━━━━━ Data shown ━━━━━
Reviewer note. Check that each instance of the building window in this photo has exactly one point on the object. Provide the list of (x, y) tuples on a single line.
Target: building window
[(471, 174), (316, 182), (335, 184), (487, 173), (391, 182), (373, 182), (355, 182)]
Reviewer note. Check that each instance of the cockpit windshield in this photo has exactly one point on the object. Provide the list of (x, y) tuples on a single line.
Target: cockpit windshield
━━━━━
Exactly as shown, repeat every record.

Reviewer note. Check that each instance of the building window in this photo has exactly one point on the object. Provide the list of (x, y) tuples on a single line.
Target: building window
[(471, 174), (316, 182), (335, 184), (487, 173), (391, 182), (373, 182), (355, 182)]
Reviewer note. Check that each instance of the cockpit windshield in this photo has exactly one point on the object. Provide the list of (x, y) tuples on a single line.
Target: cockpit windshield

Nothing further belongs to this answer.